Supplied passage
****************

Outdoor retailer REI added new environmental standards for its suppliers, including the requirement that vendors phase out the use of "forever chemicals," or PFAS, from cookware and textiles.
Cookware and textiles subject to a California law on synthetic chemicals will need to be free of PFAS, an abbreviation for perfluoroalkyl and polyfluoroalkyl substances, by 2024. All other textiles will be free of the chemicals by 2026, according to REI’s new rules.
The retailer has already barred PFAS from several other products, though it's only banned "long-chain PFAS" in categories such as apparel and footwear.
REI said in September that it has been “working for years to phase out PFAS, testing new alternatives in pursuit of the performance standards our customers expect and need in the outdoors.”
Last April, REI received an “F” score on PFAS from the Natural Resources Defense Council based on commitments at the time toward banning the chemicals. The highest score by an outdoor retailer at the time was Patagonia, which received a “B.”
Sujatha Bergen, director for health campaigns with NRDC, told Supply Chain Dive in emailed comments that REI’s "F" score was due to lack of transparency and commitments to phase out PFAS at the time.
“REI's recent updates to its PFAS guidelines would definitely catapult them to a better score but, more importantly, it'd address customers' concerns around protecting environmental and human health from these toxic chemicals,” Bergen said.
Bergen added that the retailer “should ensure any [PFAS] alternatives meet rigorous public health standards as well as issue periodic public reports on their progress.”

****************

Tasks for this exercise
[A] Do the following statements agree with the REI article? Answer yes or no for each, quoting the deciding words of the article.
(i) REI received a "B" score on PFAS from the Natural Resources Defense Council last April.
(ii) Under REI's new rules, all other textiles will be free of PFAS by 2026.
(iii) REI has banned all types of PFAS in apparel and footwear.
[B] Please copy the stretch of the REI article from "Outdoor retailer REI" through "apparel and footwear.", switching "textiles" to "fabrics".

****************

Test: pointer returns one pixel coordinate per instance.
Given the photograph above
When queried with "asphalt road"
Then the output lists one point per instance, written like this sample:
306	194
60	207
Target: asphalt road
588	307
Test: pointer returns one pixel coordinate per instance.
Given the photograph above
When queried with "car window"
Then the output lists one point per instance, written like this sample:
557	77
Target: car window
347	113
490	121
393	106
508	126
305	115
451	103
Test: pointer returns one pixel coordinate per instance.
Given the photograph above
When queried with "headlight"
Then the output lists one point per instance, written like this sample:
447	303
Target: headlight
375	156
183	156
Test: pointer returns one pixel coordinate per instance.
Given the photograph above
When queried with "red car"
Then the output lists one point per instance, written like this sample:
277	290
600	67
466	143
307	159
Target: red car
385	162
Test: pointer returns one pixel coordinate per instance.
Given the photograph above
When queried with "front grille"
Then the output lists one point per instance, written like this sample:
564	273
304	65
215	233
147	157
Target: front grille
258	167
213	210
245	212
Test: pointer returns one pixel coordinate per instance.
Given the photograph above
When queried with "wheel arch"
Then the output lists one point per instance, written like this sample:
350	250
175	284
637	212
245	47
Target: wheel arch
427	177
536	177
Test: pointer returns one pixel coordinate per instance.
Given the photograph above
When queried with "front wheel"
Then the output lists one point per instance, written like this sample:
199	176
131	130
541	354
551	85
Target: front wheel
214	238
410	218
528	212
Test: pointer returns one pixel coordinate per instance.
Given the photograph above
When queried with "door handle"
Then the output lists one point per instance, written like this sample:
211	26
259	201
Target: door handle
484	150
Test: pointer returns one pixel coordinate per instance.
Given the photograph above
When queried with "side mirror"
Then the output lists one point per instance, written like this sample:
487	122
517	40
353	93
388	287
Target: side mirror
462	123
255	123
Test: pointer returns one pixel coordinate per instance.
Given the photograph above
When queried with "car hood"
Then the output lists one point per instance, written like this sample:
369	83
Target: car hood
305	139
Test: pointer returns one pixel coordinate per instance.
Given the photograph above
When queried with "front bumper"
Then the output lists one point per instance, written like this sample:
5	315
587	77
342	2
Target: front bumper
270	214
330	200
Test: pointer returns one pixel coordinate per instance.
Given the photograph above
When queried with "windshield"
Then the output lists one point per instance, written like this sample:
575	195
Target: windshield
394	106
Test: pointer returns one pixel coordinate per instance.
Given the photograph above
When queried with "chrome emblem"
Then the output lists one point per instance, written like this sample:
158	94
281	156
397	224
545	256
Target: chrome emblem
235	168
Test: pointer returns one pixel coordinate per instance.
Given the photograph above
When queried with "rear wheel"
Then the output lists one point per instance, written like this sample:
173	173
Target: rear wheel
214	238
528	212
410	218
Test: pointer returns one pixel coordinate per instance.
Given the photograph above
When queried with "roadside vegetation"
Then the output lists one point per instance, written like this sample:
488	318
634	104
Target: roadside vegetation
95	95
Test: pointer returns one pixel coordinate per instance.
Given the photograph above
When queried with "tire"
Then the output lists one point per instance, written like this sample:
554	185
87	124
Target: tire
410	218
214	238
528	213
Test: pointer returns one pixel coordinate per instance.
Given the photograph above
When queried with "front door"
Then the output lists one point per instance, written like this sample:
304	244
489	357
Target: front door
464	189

****************

Your responses
[A]
(i) No: "Last April, REI received an “F” score on PFAS from the Natural Resources Defense Council"
(ii) Yes: "All other textiles will be free of the chemicals by 2026, according to REI’s new rules."
(iii) No: "it's only banned "long-chain PFAS" in categories such as apparel and footwear"

[B]
Outdoor retailer REI added new environmental standards for its suppliers, including the requirement that vendors phase out the use of "forever chemicals," or PFAS, from cookware and fabrics.
Cookware and fabrics subject to a California law on synthetic chemicals will need to be free of PFAS, an abbreviation for perfluoroalkyl and polyfluoroalkyl substances, by 2024. All other fabrics will be free of the chemicals by 2026, according to REI’s new rules.
The retailer has already barred PFAS from several other products, though it's only banned "long-chain PFAS" in categories such as apparel and footwear.